## Data listing
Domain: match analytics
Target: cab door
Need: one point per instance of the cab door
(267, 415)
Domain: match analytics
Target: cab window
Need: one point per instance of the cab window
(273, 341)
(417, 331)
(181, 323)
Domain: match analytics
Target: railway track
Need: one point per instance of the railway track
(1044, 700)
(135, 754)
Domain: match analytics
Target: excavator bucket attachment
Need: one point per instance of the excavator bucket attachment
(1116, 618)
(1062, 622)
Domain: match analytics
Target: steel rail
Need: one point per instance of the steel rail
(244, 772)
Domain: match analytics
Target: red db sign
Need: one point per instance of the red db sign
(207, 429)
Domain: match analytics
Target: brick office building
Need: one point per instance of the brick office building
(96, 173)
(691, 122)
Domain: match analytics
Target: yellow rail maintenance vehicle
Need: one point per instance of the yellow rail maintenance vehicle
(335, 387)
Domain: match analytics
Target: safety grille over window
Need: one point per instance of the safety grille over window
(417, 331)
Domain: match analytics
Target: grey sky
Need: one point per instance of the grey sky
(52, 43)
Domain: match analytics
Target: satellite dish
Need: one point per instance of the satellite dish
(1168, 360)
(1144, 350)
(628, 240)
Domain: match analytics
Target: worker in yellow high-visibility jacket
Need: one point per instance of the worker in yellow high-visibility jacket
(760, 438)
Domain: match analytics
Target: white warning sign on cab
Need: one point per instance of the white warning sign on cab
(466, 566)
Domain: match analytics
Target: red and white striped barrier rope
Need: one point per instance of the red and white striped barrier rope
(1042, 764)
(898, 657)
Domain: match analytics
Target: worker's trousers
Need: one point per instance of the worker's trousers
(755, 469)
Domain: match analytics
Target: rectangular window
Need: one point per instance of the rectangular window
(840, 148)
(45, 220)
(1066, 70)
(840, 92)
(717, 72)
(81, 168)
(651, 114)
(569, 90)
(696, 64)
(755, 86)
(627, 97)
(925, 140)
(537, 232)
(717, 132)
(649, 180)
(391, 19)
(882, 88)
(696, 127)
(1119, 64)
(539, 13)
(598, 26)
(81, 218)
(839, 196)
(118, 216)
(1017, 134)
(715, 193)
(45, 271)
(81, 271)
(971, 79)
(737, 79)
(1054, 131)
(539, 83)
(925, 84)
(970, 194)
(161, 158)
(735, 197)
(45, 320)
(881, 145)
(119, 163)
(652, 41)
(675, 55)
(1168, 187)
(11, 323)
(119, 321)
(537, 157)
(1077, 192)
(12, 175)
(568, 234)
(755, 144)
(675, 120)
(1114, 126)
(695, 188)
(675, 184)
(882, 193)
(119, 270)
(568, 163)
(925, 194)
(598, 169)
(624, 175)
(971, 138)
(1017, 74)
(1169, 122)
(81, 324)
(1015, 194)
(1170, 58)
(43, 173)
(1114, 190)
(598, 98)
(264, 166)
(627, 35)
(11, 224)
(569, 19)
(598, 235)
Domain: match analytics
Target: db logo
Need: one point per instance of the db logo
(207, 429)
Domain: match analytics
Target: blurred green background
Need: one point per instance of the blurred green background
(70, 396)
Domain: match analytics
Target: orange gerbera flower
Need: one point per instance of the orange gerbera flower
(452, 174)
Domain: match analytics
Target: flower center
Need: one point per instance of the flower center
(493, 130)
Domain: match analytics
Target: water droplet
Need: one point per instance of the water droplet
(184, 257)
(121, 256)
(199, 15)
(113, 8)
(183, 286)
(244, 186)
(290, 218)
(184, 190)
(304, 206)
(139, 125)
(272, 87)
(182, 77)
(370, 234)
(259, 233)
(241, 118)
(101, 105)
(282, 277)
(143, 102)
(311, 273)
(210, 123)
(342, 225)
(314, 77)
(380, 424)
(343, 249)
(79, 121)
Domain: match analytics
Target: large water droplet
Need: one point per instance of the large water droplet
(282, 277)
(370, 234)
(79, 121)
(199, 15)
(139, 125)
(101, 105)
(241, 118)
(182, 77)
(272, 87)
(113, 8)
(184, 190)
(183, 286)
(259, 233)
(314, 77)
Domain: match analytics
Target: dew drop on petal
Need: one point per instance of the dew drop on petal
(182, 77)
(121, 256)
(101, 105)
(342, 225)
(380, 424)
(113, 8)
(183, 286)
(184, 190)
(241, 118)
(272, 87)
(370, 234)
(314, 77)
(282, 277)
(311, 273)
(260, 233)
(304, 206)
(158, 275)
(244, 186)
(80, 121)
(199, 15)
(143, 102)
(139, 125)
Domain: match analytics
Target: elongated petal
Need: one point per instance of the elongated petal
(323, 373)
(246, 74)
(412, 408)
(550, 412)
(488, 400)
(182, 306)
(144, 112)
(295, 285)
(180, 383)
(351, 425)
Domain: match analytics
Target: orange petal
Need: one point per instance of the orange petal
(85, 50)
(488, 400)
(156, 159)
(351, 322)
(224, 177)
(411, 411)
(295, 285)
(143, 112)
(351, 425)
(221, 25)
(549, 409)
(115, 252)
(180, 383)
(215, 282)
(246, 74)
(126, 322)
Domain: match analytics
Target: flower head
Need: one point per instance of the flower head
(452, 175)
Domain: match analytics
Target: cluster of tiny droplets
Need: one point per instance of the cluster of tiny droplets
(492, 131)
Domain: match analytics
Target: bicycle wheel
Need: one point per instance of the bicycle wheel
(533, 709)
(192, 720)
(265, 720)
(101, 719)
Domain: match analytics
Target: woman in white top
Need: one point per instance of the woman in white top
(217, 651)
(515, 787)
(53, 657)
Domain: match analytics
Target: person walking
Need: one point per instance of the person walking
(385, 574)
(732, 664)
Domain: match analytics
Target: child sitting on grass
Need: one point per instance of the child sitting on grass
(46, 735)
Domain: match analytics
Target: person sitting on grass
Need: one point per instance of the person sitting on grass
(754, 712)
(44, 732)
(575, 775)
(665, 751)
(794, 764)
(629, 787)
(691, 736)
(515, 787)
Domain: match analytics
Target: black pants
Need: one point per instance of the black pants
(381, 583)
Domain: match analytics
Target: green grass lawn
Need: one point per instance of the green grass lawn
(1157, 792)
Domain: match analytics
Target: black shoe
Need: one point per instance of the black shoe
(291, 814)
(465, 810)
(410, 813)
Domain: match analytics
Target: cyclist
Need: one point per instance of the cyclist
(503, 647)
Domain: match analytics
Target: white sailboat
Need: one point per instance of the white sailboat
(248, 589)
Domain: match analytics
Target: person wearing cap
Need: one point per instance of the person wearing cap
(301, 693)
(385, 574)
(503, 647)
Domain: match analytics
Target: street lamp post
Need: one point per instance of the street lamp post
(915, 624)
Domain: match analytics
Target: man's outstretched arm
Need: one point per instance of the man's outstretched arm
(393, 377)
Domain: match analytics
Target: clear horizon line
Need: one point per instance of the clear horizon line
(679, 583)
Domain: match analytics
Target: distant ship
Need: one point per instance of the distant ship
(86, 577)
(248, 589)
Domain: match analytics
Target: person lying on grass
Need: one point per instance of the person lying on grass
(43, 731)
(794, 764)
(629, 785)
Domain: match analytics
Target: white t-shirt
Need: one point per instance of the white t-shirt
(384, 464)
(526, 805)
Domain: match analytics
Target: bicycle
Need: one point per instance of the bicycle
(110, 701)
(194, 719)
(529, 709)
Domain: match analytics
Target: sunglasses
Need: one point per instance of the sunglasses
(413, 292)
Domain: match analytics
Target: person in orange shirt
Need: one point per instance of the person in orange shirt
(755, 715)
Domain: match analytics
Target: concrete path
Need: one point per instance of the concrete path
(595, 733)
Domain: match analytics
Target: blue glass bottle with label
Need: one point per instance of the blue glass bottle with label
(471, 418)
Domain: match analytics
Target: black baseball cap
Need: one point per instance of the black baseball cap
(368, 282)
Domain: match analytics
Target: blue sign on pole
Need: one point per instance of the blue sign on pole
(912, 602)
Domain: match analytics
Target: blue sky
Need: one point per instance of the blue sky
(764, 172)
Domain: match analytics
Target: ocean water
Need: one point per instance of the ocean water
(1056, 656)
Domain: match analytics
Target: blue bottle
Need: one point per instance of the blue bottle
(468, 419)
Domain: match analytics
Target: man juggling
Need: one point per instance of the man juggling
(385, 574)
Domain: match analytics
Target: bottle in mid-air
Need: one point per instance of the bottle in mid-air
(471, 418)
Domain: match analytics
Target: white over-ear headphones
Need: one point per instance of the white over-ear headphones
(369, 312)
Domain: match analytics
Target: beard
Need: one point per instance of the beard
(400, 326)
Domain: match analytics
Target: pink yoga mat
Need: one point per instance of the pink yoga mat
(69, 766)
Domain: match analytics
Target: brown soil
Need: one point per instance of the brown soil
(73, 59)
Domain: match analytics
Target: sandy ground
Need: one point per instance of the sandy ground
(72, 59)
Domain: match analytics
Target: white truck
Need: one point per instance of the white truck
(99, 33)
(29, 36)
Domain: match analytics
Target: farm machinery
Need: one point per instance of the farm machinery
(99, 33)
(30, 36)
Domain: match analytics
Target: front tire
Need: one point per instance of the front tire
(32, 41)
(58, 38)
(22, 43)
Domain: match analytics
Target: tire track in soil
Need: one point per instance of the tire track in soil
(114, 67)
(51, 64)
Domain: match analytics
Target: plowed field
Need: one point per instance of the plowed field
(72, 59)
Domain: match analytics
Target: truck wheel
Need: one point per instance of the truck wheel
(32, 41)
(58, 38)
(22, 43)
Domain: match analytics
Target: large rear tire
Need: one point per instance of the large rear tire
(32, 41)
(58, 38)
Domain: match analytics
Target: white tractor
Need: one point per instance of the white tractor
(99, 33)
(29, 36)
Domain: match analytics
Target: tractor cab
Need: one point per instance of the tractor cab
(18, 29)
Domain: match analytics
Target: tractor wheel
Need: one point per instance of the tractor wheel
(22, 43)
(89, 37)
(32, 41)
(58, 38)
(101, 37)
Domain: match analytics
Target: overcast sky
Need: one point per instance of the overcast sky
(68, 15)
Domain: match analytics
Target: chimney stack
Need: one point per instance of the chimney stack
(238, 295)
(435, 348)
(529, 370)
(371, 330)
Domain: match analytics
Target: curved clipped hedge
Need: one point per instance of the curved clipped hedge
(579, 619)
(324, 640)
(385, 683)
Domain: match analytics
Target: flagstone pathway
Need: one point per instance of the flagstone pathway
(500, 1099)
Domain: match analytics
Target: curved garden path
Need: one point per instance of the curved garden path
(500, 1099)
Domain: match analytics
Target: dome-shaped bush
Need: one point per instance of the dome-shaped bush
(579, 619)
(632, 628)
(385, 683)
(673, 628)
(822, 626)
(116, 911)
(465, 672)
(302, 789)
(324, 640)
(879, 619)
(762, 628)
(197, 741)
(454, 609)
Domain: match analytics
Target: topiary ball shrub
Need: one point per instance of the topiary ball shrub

## Assignment
All lines that contain the word "topiary" must be copied from the records above.

## Answer box
Target: topiary ball shrub
Need: one point per instance of the topiary ball shrub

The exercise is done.